Aim of the exercise: Print the listing below a second time, exactly, and omit its images.

Entries supplied:
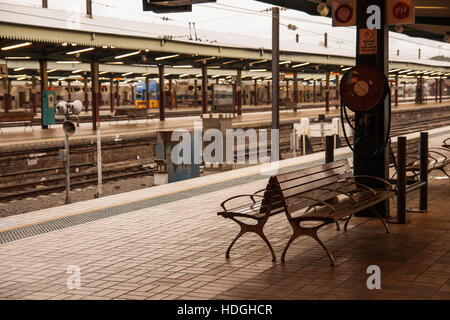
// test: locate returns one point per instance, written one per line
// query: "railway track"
(32, 188)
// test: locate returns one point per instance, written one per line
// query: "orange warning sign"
(368, 41)
(400, 12)
(344, 13)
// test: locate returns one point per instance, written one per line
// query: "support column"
(170, 94)
(7, 95)
(295, 91)
(147, 92)
(314, 91)
(256, 92)
(195, 92)
(396, 90)
(33, 100)
(95, 88)
(376, 122)
(44, 87)
(86, 95)
(338, 89)
(204, 89)
(239, 92)
(117, 93)
(162, 107)
(69, 91)
(111, 93)
(436, 89)
(288, 100)
(275, 68)
(327, 92)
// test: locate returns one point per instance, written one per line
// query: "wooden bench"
(438, 158)
(446, 143)
(15, 118)
(322, 194)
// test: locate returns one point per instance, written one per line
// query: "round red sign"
(400, 10)
(344, 13)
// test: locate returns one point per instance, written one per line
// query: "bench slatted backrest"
(304, 182)
(16, 116)
(273, 198)
(412, 151)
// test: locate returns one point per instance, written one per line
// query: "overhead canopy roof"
(56, 36)
(432, 16)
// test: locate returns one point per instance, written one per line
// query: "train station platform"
(18, 136)
(167, 242)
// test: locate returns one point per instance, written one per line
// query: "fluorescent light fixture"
(20, 45)
(68, 62)
(80, 51)
(256, 62)
(127, 55)
(17, 58)
(204, 59)
(167, 57)
(230, 61)
(300, 65)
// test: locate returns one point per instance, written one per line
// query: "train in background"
(140, 95)
(183, 93)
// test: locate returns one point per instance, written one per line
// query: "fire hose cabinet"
(48, 107)
(177, 166)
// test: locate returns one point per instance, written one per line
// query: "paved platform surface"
(17, 135)
(174, 249)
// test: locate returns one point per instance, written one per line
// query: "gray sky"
(249, 18)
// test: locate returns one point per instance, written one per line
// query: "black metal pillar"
(275, 67)
(376, 122)
(396, 90)
(147, 92)
(239, 92)
(327, 92)
(204, 89)
(95, 85)
(111, 93)
(44, 87)
(162, 107)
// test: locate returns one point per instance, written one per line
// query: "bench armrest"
(315, 200)
(386, 183)
(251, 196)
(347, 194)
(360, 185)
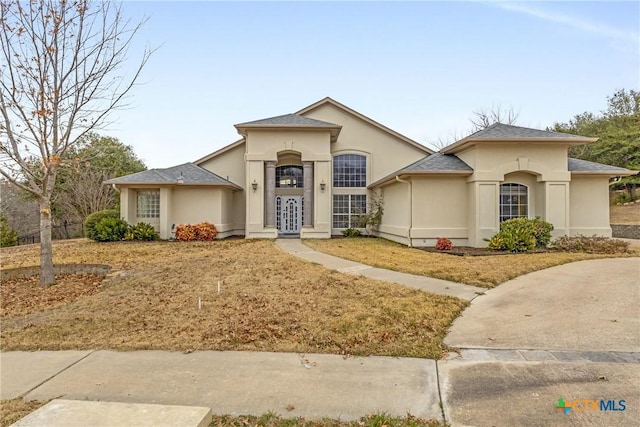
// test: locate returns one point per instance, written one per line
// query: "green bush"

Task result:
// test: locate returns one point per instance, written one per line
// query: "railway track"
(32, 188)
// test: locate returns one point per instance, written one per line
// query: "orange warning sign"
(368, 41)
(400, 12)
(344, 13)
// test: locate returns one point per instance, written one per line
// query: "support column"
(170, 94)
(7, 95)
(295, 91)
(147, 92)
(314, 91)
(256, 92)
(195, 92)
(396, 90)
(33, 100)
(95, 88)
(376, 122)
(44, 87)
(86, 95)
(338, 89)
(204, 89)
(239, 92)
(117, 93)
(162, 107)
(69, 91)
(111, 93)
(436, 89)
(288, 100)
(275, 68)
(327, 92)
// test: locate returns one point per instance, written one per line
// query: "wooden bench"
(438, 158)
(446, 143)
(15, 118)
(322, 194)
// test: locate returns one point per instance, written one per line
// query: "round red sign"
(400, 10)
(344, 13)
// test: locate returns one point per instance, written one per line
// query: "bench slatted backrest"
(304, 182)
(16, 116)
(273, 198)
(412, 151)
// test: locate returns one point per instance, written one per line
// query: "overhead canopy roof"
(56, 36)
(432, 16)
// test: locate returns one point per instance, written one per line
// query: "train station platform"
(18, 136)
(167, 242)
// test: locate returns one point per instance, written one per line
// query: "fluorescent light fixture"
(20, 45)
(68, 62)
(80, 51)
(256, 62)
(127, 55)
(17, 58)
(204, 59)
(167, 57)
(230, 61)
(300, 65)
// test: locate returns one point per instance, written one per line
// query: "train in background"
(140, 95)
(183, 93)
// test: locate returns one point per instance, written one per line
// query: "fire hose cabinet"
(48, 107)
(177, 166)
// test: locate returns one point per instance, written one per line
// query: "paved platform surface"
(17, 135)
(174, 249)
// test: locate returns one point per instance, written one per line
// query: "gray sky"
(249, 18)
// test: locate returns one point per instance, written one per line
// query: "black metal pillar"
(275, 67)
(376, 122)
(396, 90)
(147, 92)
(239, 92)
(327, 92)
(204, 89)
(95, 85)
(111, 93)
(44, 87)
(162, 107)
// test: locate returns one point per instance, written one per line
// query: "bench armrest"
(315, 200)
(386, 183)
(251, 196)
(347, 194)
(360, 185)
// test: locate returns one point per instance, written one per line
// query: "green bush"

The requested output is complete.